• **ACTION ITEM**: For each entry in the listing, produce an exact copy.
•••
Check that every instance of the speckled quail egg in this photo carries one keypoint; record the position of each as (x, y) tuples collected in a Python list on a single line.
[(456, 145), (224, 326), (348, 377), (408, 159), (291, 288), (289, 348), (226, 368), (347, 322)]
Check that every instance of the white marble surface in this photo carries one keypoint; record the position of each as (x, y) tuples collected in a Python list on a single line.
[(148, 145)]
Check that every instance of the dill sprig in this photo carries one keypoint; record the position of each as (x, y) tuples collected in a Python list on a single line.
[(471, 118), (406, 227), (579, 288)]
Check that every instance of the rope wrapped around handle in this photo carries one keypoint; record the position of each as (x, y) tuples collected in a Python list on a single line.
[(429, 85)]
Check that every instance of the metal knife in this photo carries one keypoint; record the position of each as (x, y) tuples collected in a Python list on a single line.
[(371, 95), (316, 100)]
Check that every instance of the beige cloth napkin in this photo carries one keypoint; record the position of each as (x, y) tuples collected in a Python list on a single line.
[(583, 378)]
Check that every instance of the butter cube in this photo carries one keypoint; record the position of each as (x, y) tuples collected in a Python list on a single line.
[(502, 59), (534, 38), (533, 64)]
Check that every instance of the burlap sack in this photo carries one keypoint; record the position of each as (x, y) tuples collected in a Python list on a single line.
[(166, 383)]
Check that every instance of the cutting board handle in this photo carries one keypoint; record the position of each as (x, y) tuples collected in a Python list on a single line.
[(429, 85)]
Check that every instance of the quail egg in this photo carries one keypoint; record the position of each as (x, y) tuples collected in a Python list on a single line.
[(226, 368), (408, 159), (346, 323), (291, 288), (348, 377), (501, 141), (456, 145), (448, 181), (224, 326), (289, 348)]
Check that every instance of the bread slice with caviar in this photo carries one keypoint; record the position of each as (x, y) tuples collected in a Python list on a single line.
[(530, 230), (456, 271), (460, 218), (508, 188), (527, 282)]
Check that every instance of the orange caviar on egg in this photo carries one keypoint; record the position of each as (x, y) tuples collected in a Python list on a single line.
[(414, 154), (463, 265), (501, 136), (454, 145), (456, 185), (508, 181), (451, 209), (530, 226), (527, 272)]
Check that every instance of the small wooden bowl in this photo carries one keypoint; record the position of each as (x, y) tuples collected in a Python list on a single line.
•••
• **TASK SOLUTION**:
Check that every instance of the speckled quail egg in this photo carries one keypoint; record the position of each as (x, y) tuples collected in a Python list on a single line.
[(456, 145), (224, 326), (348, 377), (408, 159), (291, 288), (289, 348), (226, 368), (347, 322)]
Check that every instance of the white marble surface in this photo carries one keypoint; record the position of each as (x, y) tuples collected in a Python list on a single line.
[(148, 145)]
Check that every instance of the dill sprig in this photo carries one keypoint; record the position of each as (x, y) tuples collected in a Python list on a single line.
[(471, 118), (406, 227), (579, 288)]
Check that every instance of the rope wrapped around handle in this photo carries one keypoint; record the position of each as (x, y) tuples collected in a Python list on a single line.
[(429, 85)]
Check that every instance of the metal knife in this photo carries one keypoint; record the position of each as (x, y) tuples collected in a Python list on a single line.
[(371, 95), (316, 100)]
Check that every instance of the beige cloth napkin in this photo carries one keypoint; record the position of each as (x, y) tuples collected in a Python list on a single line.
[(583, 378)]
Check that every instance of the butter cube in this photo carries one keypoint; record the position of each as (x, y) tuples collected in a Python list on a single line.
[(502, 59), (534, 38), (533, 64)]
Check that every instance of the burlap sack in this photo carries one keypoint; record the position of each as (x, y) tuples collected in a Python list on a single line.
[(166, 383)]
Check that every instance of the cutting board handle in this photo carries one keypoint; record the position of each as (x, y) tuples collected in a Python list on a single line.
[(429, 85)]
Check that every instance of the quail egg in this photo carries one keypoint; record the position of each as (x, y) tuples collected in a Python list on a single line.
[(226, 368), (408, 159), (346, 323), (291, 288), (348, 377), (501, 141), (456, 145), (448, 181), (224, 326), (289, 348)]
Check that every instance of the bread slice with caviar in this photo carries one keypoint; record the position of each as (x, y) tuples collected in a Python list on a single line.
[(530, 230), (456, 271), (460, 218), (508, 188), (527, 282)]
Check that every instance of the orange caviar on egg in this photo carries one keypoint; record the position of each as (x, y) tuples collected in a Python list on a single line.
[(414, 154), (463, 265), (501, 136), (454, 145), (456, 185), (508, 181), (451, 209), (530, 226), (527, 272)]
Check that every instance of the small wooden bowl in this photo carries one keypoint; record the position of each as (x, y) tuples collected in a Python list on a single line.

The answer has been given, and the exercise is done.